ACTION ITEM -> All the lines below need to be output exactly, apart from any images.

BEGIN RECORD SET

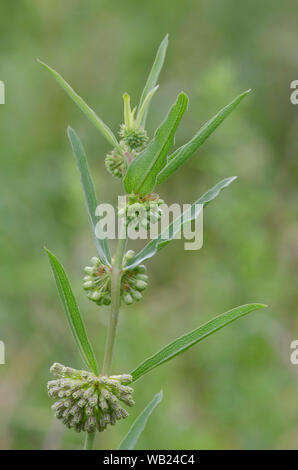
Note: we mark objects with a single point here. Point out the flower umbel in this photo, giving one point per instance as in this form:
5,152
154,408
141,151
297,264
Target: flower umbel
135,138
86,402
141,211
97,282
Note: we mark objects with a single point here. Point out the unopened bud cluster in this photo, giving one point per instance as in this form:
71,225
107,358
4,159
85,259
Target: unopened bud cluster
133,141
97,282
141,211
116,164
86,402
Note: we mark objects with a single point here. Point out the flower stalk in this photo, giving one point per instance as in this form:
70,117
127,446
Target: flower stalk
115,300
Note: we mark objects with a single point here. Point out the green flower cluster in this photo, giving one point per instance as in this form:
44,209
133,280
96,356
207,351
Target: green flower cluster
86,402
141,211
134,137
97,282
116,164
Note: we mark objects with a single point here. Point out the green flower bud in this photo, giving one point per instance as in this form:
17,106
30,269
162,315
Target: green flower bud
136,294
115,163
141,211
127,299
135,138
97,283
141,285
96,402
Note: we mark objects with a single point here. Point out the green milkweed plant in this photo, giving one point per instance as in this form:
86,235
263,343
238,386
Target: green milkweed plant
91,399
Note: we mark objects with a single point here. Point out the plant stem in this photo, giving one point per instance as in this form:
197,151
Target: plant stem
115,300
89,440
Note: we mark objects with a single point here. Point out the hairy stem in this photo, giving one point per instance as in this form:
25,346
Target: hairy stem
89,441
115,301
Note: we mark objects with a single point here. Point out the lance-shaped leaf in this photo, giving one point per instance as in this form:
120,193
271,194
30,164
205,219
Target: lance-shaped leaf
131,438
169,233
72,312
99,124
185,342
142,172
152,79
101,243
183,153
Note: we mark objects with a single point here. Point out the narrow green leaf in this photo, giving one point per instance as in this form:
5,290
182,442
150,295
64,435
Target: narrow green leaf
145,105
89,191
169,233
183,153
185,342
141,174
101,126
131,438
153,77
72,312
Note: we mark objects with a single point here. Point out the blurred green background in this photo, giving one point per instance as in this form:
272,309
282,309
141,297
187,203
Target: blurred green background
238,389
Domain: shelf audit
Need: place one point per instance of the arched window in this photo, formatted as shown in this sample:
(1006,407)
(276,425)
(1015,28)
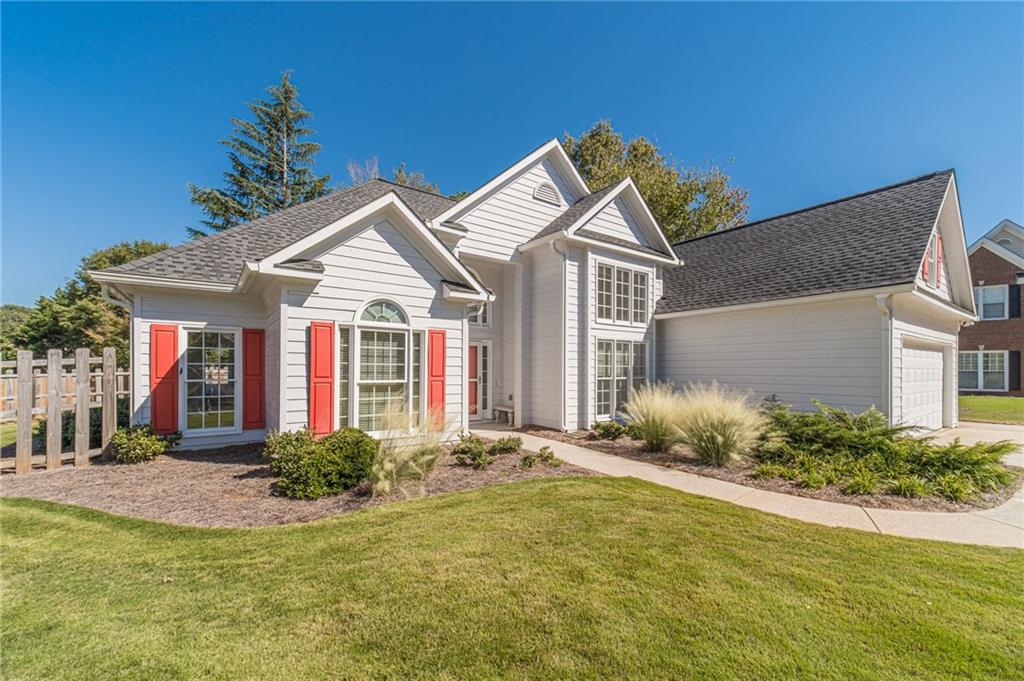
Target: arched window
(382,310)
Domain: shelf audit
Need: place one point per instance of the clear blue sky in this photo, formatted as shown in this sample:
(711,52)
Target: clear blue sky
(109,111)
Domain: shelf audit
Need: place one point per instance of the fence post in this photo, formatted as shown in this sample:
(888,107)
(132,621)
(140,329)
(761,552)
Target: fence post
(110,399)
(82,420)
(54,373)
(26,400)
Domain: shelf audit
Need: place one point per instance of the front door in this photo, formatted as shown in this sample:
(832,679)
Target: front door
(478,372)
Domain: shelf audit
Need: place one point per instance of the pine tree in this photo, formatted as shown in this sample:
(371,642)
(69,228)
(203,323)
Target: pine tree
(271,161)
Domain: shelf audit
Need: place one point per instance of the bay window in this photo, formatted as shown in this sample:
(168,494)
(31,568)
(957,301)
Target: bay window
(622,295)
(621,367)
(984,371)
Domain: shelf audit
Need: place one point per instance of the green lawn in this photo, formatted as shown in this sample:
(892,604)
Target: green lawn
(992,409)
(547,579)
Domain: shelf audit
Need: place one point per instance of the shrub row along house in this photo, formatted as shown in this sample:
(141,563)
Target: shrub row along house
(538,299)
(990,350)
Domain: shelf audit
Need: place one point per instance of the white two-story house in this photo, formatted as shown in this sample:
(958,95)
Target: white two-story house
(535,299)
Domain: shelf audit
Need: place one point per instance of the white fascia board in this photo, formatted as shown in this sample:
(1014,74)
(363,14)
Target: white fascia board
(821,298)
(664,259)
(949,308)
(389,202)
(552,146)
(1000,251)
(628,186)
(163,282)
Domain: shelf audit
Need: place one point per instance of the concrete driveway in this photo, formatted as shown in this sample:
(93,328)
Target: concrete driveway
(971,432)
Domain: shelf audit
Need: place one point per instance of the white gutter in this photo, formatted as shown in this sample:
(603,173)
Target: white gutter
(825,297)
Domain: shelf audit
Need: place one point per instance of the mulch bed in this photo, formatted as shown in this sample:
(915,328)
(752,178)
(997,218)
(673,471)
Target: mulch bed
(681,458)
(232,487)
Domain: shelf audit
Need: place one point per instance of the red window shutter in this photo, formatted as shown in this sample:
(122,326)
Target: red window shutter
(322,377)
(164,378)
(435,373)
(253,380)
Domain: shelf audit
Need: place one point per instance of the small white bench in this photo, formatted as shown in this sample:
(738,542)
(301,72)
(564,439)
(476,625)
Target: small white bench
(505,411)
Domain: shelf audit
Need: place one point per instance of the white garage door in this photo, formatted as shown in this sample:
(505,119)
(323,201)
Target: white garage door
(922,386)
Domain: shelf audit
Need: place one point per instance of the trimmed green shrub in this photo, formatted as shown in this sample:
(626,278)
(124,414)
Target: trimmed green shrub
(719,425)
(861,481)
(507,444)
(309,468)
(471,451)
(863,454)
(653,410)
(546,456)
(954,486)
(139,443)
(608,430)
(910,486)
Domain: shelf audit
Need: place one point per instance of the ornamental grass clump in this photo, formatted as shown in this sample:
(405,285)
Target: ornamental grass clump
(653,412)
(720,425)
(409,451)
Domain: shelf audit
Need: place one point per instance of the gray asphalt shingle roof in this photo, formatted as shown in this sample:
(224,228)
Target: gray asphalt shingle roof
(220,257)
(869,240)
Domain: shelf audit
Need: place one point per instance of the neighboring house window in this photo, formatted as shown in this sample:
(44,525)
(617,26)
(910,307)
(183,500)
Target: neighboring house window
(622,295)
(211,379)
(480,316)
(983,371)
(604,273)
(991,301)
(621,368)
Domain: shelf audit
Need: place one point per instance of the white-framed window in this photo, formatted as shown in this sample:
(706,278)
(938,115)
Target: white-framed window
(210,374)
(621,367)
(992,301)
(984,371)
(480,316)
(933,264)
(622,295)
(380,362)
(604,275)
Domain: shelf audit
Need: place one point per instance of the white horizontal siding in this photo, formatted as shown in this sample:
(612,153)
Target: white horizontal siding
(616,220)
(377,262)
(544,342)
(512,216)
(830,351)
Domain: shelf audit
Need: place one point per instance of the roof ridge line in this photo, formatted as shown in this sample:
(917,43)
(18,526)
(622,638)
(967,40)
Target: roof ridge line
(823,204)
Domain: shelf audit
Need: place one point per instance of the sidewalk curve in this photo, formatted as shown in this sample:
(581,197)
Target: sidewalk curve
(1003,525)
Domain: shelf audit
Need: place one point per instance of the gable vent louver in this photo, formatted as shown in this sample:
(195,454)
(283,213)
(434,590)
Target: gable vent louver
(547,193)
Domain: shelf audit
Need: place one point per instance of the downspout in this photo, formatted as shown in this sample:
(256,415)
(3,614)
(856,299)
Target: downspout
(561,346)
(885,305)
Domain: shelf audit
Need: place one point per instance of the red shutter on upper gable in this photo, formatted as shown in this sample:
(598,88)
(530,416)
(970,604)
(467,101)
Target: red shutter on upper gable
(253,381)
(435,373)
(321,377)
(164,378)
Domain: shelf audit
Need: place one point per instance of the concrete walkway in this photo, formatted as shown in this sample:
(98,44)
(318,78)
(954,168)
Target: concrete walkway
(998,526)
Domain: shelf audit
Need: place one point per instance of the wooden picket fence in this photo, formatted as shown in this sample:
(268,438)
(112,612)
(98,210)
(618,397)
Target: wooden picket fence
(79,384)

END RECORD SET

WORKED SOLUTION ->
Note: we mark objects with a single point here. Point out the flower umbel in this photo, giving one point per instance as in this form:
5,152
154,408
141,151
297,264
Target: flower umbel
135,138
86,402
141,211
97,282
Note: we mark objects with a single point here. Point out the unopened bud cluster in this photo, giving one point per instance as in this form:
71,225
107,358
4,159
85,259
Target: unopened bud cluster
133,141
97,282
141,211
116,164
86,402
Note: we mark objects with a single point here. Point out the flower stalk in this photo, giving one point per instance as in this form:
70,117
127,446
Target: flower stalk
115,300
Note: we mark objects with a single point here. Point out the green flower cluster in this photo, giving one point per instance as in this form:
44,209
133,280
96,356
207,351
Target: green flower cluster
86,402
141,211
134,137
97,282
116,164
Note: we mark objects with a single point here. Point out the green flower bud in this photo, giving one point per instance as in this form:
17,106
30,269
162,315
Target: green flower bud
136,294
115,163
141,211
127,299
135,138
97,283
141,285
96,402
Note: we mark objects with a single point here. Point out the green milkweed plant in this photo, giving one point per instance as in this form:
86,235
263,343
238,386
Target: green milkweed plant
91,399
Note: we mark objects with a single point here. Point out the plant stem in this photo, giving one point per instance as in this form:
197,151
Target: plant stem
115,300
89,440
Note: we mark objects with a single point here. Point out the hairy stem in this photo, giving one point per instance as in this form:
25,346
Target: hairy stem
89,441
115,301
Note: we mark objects with a single point here. Point out the lance-shaped leaf in this photo, giving one point per instance as in this form:
120,193
271,194
30,164
205,219
Target: lance-shaped leaf
131,438
169,233
72,312
99,124
185,342
142,172
152,79
101,243
183,153
Note: we mark objects with a single point here. Point out the narrow green leaf in this photo, giving one point per instance as in this form:
5,290
182,442
150,295
64,435
Target: narrow green leaf
145,105
89,191
169,233
183,153
185,342
141,174
101,126
131,438
153,77
72,312
Note: we mark objects with a single point here. Point out the blurred green background in this photo, giving one point per instance as in this form:
272,309
282,309
141,297
187,203
Target: blurred green background
238,389
Domain: shelf audit
Need: place one point per instance of the arched window in this photo, formatted as shown in this sample:
(1006,407)
(276,425)
(1015,28)
Target: arched window
(382,310)
Domain: shelf audit
Need: place one point per instance of the clear blue sky in this photo, formatted as shown in this sample:
(711,52)
Target: clear blue sky
(109,111)
Domain: shelf audit
Need: place one point per instance of the fence post in this photo, formatted as shown in this sample:
(888,107)
(132,621)
(140,329)
(761,552)
Target: fence post
(110,399)
(82,420)
(54,373)
(26,400)
Domain: shelf audit
Need: place one point per instance of the front door in this photo, formatted as shown in this sample:
(832,679)
Target: front door
(478,372)
Domain: shelf audit
Need: place one point per instance of the pine tree in this photo, formatted as shown in this sample:
(371,642)
(69,228)
(203,323)
Target: pine tree
(271,161)
Domain: shelf audit
Need: place one point per instance of the bay window in this photo, formatted as shown in this sample:
(168,494)
(31,568)
(957,301)
Target: bay window
(622,295)
(621,367)
(984,371)
Domain: shelf audit
Need: place one point per instance of the green lawn in this photo, formatted as shown in this sample:
(892,604)
Target: green lawn
(992,409)
(547,579)
Domain: shelf audit
Need: place one point per instance of the shrub row along house in this photo, formatted as shown in this sample:
(141,563)
Target: shrub row along house
(538,299)
(990,350)
Domain: shelf audit
Need: place one point per instance of the white two-story house in this photo, formatted as shown in this sample:
(958,95)
Target: white two-story house
(535,299)
Domain: shelf audit
Need: place one point per instance of the white fascia board in this photo, formatted as shown in this sample:
(1014,74)
(363,14)
Target: white fascia board
(821,298)
(664,259)
(949,308)
(389,202)
(552,146)
(1000,251)
(628,186)
(163,282)
Domain: shelf audit
Need: place one point per instance of the concrete driveway in this photo, formatted as shown in this sample:
(93,328)
Target: concrete driveway
(971,432)
Domain: shelf audit
Need: place one point per instance of the white gutter in this photo, formatted as shown in this sample:
(603,173)
Target: white gutter
(825,297)
Domain: shelf audit
Need: place one point per instance of the mulch bed in this photo, formatted as shown in this sample:
(915,328)
(752,178)
(997,218)
(673,471)
Target: mulch bed
(681,458)
(232,487)
Domain: shelf audit
Need: place one point per instance of the red window shutter in this photo, formatted as shown in this sample:
(122,326)
Target: red window shutter
(322,377)
(164,378)
(435,373)
(253,380)
Domain: shelf audit
Need: place one point per instance of the small white bench in this photo, formatted as shown in this sample:
(738,542)
(301,72)
(564,439)
(476,625)
Target: small white bench
(505,411)
Domain: shelf audit
Need: place one point per instance of the white garage door in this photo, formatted as shown in this sample:
(505,119)
(323,201)
Target: white garage door
(922,386)
Domain: shelf audit
Need: place one point per instance of the trimmed green shrub in this photo, formatted as shown in this sample:
(626,278)
(124,414)
Target: trimmed green shrub
(719,425)
(861,481)
(507,444)
(309,468)
(471,451)
(863,454)
(653,410)
(546,456)
(954,486)
(139,443)
(608,430)
(910,486)
Domain: shelf audit
Need: place one point per instance of the ornamental grass clump in this photo, formatted as shown in this sample:
(405,285)
Target: ornamental grass clump
(653,412)
(720,425)
(409,451)
Domain: shelf audit
Need: place one point per instance of the gray asphalt shingle roof in this photo, formatted as shown in this sample:
(224,228)
Target: gray asphalt shingle roof
(220,257)
(869,240)
Domain: shelf audit
Need: place one point per instance of the neighboring house window in this photo, formatted as shown in this sample:
(44,525)
(617,26)
(910,307)
(183,500)
Target: neighboring house window
(622,295)
(211,379)
(480,316)
(983,371)
(604,273)
(991,301)
(621,368)
Domain: shelf audit
Need: place one point per instance of the white-framed window in this photo, formatted as shown in this sample:
(706,278)
(938,115)
Target: white-framed window
(210,374)
(621,367)
(992,301)
(984,371)
(480,316)
(933,264)
(622,295)
(380,362)
(604,275)
Domain: shelf audit
Need: place one point per instance of the white horizontal siding in this photo, formatted as shown in this sample:
(612,153)
Target: white horizontal siding
(616,220)
(377,262)
(544,342)
(512,216)
(830,351)
Domain: shelf audit
Need: place one point per instance of the roof ridge line in this photo, formatted as shown in this sample:
(917,43)
(18,526)
(622,638)
(967,40)
Target: roof ridge line
(823,204)
Domain: shelf audit
Need: place one point per instance of the sidewalk curve in this photo, formatted as shown in this sample:
(581,197)
Target: sidewalk curve
(1003,525)
Domain: shelf audit
Need: place one point per instance of the gable vent louver in this photo, formatted as shown in this sample:
(195,454)
(283,213)
(434,590)
Target: gable vent louver
(547,193)
Domain: shelf audit
Need: place one point per instance of the downspout in this photo, formatted as shown in this sample:
(256,415)
(3,614)
(856,299)
Target: downspout
(561,346)
(885,305)
Domain: shelf audit
Need: place one point per instance of the red shutter on upper gable in this photo, formatted as shown in this sample:
(598,88)
(530,416)
(970,604)
(467,101)
Target: red shutter on upper gable
(253,381)
(435,373)
(321,377)
(164,378)
Domain: shelf audit
Need: place one point per instance of the concrete walkway in this photo, formatted as shown in this sample:
(98,44)
(318,78)
(954,168)
Target: concrete walkway
(998,526)
Domain: shelf audit
Need: place one point per instance of the wooden picket fence in this photo, formatted as shown in this sample:
(268,438)
(112,612)
(98,210)
(618,397)
Target: wooden picket fence
(79,384)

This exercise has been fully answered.